====== RECORD EXCERPTS
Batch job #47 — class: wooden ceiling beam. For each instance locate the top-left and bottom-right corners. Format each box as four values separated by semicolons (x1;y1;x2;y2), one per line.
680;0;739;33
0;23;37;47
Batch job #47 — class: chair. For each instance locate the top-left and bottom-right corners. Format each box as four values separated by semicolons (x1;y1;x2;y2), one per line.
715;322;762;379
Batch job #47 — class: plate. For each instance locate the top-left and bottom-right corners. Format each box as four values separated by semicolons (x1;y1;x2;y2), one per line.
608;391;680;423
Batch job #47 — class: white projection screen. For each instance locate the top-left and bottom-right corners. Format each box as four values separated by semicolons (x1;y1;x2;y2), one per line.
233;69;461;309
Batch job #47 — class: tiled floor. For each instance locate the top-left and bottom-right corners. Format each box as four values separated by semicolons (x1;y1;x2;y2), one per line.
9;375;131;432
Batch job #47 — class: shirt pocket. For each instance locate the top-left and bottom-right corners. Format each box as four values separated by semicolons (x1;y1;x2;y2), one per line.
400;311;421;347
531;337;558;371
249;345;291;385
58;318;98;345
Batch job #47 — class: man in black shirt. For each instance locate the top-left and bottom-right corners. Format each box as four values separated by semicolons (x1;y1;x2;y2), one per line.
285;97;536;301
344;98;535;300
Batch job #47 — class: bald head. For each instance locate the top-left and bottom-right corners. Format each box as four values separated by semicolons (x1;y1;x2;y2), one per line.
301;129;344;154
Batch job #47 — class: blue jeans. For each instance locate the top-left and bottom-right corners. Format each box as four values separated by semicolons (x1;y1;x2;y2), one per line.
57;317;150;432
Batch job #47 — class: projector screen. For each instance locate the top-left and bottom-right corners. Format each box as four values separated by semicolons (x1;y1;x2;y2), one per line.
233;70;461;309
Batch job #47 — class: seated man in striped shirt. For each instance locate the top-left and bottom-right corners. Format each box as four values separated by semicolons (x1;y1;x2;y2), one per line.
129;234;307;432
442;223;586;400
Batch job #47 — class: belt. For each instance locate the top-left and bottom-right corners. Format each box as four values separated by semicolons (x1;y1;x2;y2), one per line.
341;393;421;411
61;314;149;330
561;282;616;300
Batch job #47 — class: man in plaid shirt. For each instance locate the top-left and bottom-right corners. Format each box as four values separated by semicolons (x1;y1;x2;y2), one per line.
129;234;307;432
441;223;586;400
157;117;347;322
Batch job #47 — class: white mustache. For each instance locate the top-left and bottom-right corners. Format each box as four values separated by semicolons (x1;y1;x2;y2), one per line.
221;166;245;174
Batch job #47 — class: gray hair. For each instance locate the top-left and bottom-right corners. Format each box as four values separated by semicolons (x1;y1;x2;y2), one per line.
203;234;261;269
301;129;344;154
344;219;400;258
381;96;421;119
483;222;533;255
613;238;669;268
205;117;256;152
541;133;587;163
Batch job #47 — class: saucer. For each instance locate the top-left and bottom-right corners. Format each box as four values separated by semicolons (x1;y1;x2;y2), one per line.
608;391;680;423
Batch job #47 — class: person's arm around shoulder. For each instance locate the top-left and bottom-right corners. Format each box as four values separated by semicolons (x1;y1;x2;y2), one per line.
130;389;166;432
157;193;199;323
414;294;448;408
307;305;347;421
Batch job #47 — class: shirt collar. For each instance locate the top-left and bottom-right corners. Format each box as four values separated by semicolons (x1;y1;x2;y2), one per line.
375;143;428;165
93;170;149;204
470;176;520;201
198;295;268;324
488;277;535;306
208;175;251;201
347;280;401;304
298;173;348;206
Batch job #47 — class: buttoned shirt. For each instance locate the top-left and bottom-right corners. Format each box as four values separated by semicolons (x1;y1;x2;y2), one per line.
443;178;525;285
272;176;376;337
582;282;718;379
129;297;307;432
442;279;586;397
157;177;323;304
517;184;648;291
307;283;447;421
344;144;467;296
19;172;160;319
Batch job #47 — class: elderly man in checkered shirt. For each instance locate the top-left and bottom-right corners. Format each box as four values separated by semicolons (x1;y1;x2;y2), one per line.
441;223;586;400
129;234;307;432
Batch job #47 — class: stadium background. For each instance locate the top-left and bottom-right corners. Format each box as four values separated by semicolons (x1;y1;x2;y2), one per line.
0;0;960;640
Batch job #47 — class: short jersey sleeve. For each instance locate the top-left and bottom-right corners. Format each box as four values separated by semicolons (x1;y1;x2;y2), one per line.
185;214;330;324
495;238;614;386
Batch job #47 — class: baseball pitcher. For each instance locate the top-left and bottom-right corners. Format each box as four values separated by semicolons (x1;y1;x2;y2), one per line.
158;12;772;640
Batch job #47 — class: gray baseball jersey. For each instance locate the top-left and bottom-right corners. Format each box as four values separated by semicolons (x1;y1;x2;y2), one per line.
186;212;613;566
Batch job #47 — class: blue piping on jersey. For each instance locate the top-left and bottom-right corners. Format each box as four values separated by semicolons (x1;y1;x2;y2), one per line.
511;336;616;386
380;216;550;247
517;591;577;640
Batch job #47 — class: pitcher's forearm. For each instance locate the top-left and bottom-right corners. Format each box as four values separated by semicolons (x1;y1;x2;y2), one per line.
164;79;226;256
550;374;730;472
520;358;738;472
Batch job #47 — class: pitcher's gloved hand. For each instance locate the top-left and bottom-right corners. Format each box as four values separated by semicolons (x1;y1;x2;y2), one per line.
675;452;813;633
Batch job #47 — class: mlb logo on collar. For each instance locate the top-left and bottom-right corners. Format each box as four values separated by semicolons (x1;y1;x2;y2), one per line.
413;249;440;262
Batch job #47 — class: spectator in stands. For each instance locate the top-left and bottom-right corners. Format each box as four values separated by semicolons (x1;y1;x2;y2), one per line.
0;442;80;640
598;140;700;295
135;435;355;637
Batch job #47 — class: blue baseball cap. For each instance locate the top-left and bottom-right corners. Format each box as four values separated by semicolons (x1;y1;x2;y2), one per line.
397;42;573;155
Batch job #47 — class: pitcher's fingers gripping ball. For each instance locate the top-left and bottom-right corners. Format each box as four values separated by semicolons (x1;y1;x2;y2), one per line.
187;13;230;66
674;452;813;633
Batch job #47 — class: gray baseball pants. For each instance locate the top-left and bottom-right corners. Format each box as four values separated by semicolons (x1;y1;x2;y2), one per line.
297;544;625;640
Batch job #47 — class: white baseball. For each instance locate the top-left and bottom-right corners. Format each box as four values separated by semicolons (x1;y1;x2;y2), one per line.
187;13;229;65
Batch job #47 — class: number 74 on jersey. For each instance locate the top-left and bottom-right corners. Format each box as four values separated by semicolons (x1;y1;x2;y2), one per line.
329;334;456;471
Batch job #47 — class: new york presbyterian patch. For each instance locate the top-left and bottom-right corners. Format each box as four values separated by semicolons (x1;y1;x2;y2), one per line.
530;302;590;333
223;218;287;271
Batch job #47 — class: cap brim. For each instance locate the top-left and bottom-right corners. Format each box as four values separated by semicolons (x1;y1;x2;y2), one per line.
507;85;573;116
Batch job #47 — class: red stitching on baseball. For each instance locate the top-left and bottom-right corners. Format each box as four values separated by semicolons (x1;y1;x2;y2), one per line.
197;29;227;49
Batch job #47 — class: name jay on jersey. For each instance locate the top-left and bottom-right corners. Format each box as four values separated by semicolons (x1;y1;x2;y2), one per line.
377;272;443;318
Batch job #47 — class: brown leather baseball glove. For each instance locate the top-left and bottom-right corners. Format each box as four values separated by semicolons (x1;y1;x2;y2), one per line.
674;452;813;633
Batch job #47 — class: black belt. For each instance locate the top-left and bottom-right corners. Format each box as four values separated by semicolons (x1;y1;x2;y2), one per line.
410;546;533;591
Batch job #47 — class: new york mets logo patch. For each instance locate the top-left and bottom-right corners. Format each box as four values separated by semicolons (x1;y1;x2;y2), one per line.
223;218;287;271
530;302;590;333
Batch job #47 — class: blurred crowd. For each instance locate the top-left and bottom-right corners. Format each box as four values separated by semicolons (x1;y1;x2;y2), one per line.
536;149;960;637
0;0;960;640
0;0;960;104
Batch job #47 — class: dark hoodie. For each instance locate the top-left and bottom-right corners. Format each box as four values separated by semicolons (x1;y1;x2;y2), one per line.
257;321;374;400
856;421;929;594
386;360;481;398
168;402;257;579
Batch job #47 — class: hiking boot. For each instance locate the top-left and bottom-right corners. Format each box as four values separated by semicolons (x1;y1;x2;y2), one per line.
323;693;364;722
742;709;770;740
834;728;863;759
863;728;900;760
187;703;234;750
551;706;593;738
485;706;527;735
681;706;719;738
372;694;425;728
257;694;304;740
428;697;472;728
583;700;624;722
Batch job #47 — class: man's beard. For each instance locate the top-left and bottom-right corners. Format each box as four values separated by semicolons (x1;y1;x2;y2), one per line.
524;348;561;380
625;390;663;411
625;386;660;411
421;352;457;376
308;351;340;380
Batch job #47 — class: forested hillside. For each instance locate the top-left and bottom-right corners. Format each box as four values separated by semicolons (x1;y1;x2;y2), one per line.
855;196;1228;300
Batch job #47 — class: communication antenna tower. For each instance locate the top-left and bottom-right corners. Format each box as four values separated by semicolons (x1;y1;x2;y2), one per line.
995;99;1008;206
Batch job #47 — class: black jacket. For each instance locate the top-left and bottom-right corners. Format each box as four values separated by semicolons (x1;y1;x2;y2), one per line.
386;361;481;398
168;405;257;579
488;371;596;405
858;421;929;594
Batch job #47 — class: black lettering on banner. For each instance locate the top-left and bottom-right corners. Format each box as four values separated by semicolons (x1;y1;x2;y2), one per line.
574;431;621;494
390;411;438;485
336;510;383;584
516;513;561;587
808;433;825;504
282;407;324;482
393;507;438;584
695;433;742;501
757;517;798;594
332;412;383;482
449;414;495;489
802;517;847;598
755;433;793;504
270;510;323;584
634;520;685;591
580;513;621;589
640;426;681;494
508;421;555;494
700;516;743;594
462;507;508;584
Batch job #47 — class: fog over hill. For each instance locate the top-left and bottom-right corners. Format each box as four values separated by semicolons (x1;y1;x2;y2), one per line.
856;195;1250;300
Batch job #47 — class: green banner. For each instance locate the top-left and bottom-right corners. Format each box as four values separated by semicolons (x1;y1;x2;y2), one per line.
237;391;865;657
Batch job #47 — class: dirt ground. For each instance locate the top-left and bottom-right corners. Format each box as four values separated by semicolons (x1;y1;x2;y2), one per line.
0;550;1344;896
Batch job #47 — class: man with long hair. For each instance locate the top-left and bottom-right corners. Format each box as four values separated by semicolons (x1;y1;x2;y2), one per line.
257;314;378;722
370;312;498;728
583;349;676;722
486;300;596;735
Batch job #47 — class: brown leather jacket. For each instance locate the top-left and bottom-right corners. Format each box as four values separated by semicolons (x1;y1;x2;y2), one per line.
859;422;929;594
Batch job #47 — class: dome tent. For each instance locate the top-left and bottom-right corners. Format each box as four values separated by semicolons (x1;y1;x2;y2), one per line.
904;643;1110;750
============
→ BRIEF: Please render the lines of the material above as a JSON list of strings, one string per line, leaving out any blank lines. Start with the line that contains "Batch job #47 — class: black lettering" and go on through the line that contains "755;433;793;504", including both.

→ WRITTEN ANSWER:
[
  "Batch job #47 — class: black lettering on banner. For each instance locate the top-left and bottom-right corners. Format each box as four values separated by semicolons (x1;y1;x2;y2), one per line.",
  "574;431;621;494",
  "390;411;438;485",
  "336;510;383;584",
  "516;513;561;587",
  "808;433;825;504",
  "282;407;324;482",
  "393;507;438;584",
  "695;433;742;501",
  "757;517;798;594",
  "332;412;383;482",
  "449;414;495;489",
  "802;517;847;598",
  "755;433;793;504"
]